• WHAT TO WORK ON:
Locate every line in the items below that contains the word "pine", and copy each of those lines.

• DATASET RECORDS:
######

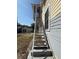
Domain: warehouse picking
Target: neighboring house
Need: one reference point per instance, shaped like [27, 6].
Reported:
[23, 29]
[37, 16]
[50, 18]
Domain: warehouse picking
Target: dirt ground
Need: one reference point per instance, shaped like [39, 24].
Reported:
[23, 44]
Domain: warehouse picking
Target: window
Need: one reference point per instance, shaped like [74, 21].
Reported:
[46, 19]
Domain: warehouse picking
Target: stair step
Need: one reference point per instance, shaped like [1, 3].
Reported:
[41, 47]
[42, 54]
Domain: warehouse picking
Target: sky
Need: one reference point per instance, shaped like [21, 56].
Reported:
[24, 11]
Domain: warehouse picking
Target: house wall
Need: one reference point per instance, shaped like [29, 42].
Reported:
[54, 29]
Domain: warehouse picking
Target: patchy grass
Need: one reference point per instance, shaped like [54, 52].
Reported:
[23, 41]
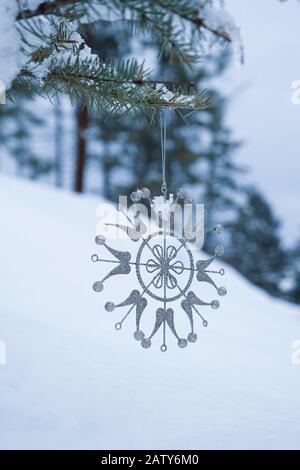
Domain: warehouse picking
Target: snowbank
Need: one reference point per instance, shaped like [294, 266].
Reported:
[72, 381]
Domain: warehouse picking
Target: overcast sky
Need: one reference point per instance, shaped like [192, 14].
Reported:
[262, 112]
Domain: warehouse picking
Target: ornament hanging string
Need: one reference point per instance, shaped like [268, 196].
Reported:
[163, 138]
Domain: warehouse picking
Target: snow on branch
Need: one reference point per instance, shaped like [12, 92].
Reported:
[49, 50]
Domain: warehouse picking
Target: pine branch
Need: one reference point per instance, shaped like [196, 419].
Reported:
[112, 87]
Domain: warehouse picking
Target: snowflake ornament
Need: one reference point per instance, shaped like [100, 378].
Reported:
[165, 271]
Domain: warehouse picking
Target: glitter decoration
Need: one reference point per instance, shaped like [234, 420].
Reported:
[165, 271]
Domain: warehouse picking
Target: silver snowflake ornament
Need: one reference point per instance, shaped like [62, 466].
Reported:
[165, 270]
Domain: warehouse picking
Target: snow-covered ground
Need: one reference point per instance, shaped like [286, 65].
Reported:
[72, 381]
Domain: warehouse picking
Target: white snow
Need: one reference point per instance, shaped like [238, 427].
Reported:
[72, 381]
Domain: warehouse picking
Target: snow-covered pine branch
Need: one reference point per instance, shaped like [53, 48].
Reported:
[42, 44]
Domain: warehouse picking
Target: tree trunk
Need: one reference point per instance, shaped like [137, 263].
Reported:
[82, 125]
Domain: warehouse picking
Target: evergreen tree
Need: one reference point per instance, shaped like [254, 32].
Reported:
[254, 246]
[18, 120]
[57, 58]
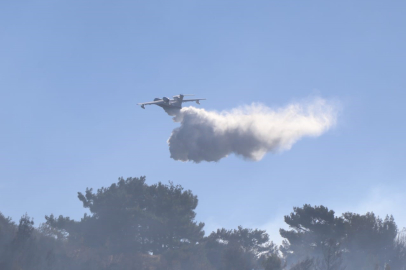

######

• FINAL RESULT:
Target: pine branch
Target: snow-covered pine branch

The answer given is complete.